### Information
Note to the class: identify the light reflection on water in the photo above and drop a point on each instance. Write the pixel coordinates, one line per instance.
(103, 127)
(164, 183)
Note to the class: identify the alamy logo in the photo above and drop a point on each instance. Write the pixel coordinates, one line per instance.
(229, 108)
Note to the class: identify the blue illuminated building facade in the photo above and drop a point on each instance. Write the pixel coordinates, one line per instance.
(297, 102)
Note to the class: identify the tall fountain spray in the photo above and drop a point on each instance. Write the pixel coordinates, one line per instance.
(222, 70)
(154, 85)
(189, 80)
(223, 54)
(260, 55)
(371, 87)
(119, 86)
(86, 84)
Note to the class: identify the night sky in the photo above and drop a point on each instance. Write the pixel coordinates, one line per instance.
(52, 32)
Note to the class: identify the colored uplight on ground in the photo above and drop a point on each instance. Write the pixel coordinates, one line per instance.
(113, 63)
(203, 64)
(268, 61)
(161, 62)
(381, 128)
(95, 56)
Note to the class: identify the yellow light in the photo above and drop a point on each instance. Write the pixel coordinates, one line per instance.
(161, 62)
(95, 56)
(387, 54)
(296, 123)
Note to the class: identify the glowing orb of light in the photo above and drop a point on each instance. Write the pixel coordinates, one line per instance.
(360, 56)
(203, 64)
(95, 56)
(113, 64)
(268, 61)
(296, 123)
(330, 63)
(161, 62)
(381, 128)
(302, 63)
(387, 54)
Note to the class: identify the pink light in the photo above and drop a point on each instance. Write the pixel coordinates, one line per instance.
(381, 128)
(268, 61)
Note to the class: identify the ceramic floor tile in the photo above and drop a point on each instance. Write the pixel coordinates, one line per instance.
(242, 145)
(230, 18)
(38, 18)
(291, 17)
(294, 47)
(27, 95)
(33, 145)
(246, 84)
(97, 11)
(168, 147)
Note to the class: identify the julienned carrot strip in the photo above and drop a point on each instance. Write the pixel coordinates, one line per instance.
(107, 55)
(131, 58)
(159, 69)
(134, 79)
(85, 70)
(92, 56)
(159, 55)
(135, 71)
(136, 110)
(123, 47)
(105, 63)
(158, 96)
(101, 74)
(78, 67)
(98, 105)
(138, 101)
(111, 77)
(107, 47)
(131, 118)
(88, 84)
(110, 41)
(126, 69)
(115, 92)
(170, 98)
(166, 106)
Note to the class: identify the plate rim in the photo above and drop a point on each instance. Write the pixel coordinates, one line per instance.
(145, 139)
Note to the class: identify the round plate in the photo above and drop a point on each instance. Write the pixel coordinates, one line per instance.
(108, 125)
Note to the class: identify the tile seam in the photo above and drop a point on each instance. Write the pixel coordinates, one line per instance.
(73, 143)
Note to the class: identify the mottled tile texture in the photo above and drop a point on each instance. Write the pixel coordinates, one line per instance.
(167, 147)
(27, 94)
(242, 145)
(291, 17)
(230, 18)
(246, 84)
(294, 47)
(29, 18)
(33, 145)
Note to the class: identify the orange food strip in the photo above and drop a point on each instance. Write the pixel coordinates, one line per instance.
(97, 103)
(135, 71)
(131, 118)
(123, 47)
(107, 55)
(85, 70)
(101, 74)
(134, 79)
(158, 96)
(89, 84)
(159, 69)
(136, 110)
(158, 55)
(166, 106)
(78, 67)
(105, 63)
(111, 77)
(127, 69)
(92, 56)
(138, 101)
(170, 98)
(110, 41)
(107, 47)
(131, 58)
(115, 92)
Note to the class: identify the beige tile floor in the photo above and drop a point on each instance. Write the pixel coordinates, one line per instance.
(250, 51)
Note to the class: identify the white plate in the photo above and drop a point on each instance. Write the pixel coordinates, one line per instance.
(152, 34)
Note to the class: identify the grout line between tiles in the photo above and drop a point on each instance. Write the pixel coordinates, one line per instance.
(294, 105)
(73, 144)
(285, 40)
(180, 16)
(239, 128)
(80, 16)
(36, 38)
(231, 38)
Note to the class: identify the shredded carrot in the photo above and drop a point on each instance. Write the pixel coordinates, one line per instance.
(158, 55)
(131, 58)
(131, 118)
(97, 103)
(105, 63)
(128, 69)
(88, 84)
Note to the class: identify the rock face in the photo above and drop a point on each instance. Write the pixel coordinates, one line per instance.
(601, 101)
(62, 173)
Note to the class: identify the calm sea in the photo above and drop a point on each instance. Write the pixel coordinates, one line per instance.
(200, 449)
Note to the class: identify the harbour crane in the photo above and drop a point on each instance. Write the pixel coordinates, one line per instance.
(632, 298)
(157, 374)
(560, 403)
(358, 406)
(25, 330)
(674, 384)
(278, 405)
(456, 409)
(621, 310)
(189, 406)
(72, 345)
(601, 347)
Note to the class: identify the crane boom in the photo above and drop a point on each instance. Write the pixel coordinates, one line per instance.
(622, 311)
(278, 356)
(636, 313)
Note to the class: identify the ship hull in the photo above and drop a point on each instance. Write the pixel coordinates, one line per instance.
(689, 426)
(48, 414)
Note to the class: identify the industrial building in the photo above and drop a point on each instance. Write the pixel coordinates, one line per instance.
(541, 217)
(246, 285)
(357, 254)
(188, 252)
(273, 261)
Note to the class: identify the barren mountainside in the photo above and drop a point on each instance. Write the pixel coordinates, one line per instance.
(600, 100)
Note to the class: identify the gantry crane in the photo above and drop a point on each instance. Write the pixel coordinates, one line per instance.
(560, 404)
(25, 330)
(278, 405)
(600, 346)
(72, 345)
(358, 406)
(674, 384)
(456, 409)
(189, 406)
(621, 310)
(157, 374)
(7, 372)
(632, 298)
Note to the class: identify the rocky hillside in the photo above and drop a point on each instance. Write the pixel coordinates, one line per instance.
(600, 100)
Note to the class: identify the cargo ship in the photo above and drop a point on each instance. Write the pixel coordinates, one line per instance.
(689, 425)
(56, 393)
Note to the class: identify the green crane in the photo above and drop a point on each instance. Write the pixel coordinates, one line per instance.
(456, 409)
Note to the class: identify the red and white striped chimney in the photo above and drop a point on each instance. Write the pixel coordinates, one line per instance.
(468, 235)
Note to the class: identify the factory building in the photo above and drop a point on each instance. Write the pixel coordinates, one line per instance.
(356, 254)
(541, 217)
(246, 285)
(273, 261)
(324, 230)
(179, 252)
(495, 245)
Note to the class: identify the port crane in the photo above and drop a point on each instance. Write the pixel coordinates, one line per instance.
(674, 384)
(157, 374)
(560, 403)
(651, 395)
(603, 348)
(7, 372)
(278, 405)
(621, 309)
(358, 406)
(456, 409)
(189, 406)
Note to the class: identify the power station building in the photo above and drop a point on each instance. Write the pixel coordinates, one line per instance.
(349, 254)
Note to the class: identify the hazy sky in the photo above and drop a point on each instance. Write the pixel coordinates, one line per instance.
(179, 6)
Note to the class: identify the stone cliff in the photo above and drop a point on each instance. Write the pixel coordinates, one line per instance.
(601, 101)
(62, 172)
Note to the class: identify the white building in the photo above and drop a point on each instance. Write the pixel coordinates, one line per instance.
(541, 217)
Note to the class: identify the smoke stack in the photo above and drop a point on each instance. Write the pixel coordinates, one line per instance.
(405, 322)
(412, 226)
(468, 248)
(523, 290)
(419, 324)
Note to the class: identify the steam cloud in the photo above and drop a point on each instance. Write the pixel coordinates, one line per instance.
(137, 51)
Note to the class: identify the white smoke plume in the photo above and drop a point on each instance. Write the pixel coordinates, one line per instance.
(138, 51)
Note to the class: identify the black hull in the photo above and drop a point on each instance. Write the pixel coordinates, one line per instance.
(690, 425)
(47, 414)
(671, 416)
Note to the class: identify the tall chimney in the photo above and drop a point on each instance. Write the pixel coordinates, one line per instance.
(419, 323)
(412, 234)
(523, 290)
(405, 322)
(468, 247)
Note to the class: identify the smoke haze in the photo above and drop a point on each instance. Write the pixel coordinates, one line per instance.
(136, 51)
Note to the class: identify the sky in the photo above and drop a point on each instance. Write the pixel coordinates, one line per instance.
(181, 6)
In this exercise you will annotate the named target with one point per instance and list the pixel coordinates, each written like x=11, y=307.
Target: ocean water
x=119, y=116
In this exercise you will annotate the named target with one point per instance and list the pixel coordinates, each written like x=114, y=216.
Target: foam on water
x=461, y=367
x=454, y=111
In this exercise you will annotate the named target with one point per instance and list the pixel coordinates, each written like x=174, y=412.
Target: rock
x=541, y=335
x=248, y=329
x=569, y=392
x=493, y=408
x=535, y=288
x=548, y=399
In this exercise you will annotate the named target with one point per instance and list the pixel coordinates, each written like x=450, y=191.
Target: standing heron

### Exercise description
Every line of the material that holds "this" should be copied out as the answer.

### Written solution
In this exercise you will annotate the named target with one point per instance and list the pixel coordinates, each written like x=11, y=307.
In this exercise you will annotate the named target with one point per instance and list the pixel coordinates, each written like x=114, y=216.
In this exercise you will annotate the named target with one point per instance and list the pixel coordinates, each written like x=174, y=412.
In this exercise you will annotate the named target with one point per instance and list the pixel coordinates, each written like x=450, y=191.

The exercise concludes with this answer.